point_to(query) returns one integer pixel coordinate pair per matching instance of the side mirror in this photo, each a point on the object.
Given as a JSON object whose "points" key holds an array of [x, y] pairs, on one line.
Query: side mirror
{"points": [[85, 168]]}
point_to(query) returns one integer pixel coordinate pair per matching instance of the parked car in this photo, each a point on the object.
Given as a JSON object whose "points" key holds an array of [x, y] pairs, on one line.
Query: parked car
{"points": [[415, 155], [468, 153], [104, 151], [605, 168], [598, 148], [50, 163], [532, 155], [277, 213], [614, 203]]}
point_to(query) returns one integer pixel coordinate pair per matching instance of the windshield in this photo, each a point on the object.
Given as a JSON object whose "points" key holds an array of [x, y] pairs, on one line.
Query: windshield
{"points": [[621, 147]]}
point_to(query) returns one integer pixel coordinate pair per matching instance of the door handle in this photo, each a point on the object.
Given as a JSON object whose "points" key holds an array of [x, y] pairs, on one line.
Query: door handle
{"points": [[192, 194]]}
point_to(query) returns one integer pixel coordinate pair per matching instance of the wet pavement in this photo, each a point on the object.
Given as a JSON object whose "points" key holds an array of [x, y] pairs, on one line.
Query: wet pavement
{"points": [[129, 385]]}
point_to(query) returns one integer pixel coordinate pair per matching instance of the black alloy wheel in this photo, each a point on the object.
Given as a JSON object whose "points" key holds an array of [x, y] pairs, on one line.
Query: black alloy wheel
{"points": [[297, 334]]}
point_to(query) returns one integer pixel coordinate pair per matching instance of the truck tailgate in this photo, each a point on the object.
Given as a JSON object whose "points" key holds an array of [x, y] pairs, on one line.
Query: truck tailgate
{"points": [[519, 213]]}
========================
Given problem: Rewrite all of the material above, substituting "JSON dictionary" for every occurrence of "JSON object" and leaving everything else unchanged.

Answer for this exercise:
point_to(query) returns one integer pixel coordinate pair per matching instance of the side mirror in this photo, each a point on the object.
Given as a JSON dictionary whose "points" key holds an array of [x, y] pairs, on one line.
Query: side mirror
{"points": [[85, 168]]}
point_to(query) returns one integer pixel coordinate pair per matching instance of the parked car in this photo, each a point on the object.
Given as a JSON dictionary whose "points" key holds an array of [x, y] pairs, on one line.
Query: parked car
{"points": [[415, 155], [468, 153], [104, 151], [605, 168], [598, 148], [50, 163], [532, 155], [277, 213], [614, 203]]}
point_to(query) returns one integer pixel coordinate pair per matching instance of the windshield in this photo, each a point on the object.
Given as a JSON dictionary whose "points" key holds an array of [x, y] pairs, on one line.
Query: windshield
{"points": [[621, 147]]}
point_to(query) returns one integer pixel coordinate pair per matching instance of the door handle in this photo, each a point on the object.
Given as a JSON dictionary whose "points" key holds an array of [x, y] pairs, on one line.
Query: door handle
{"points": [[192, 194]]}
point_to(query) returns one integer pixel coordinate pair per matching instance of the wet pavement in this photo, each a point on the object.
Given as a JSON dictionary whose "points" key holds an array of [x, y] pairs, on one line.
Query: wet pavement
{"points": [[129, 385]]}
point_to(query) returns one integer pixel coordinate pair per matching instance of the black alloy wheel in this photo, each a point on the object.
Given as a JSON dictionary whose "points" key holds an array of [x, y] pairs, on one line.
Query: black alloy wheel
{"points": [[297, 334]]}
point_to(query) returns one integer pixel coordinate pair per matching instance of the truck tailgate in this photo, each a point on the object.
Given as a JSON dictionary whose "points" key holds an array of [x, y] pairs, on one line.
Query: truck tailgate
{"points": [[519, 213]]}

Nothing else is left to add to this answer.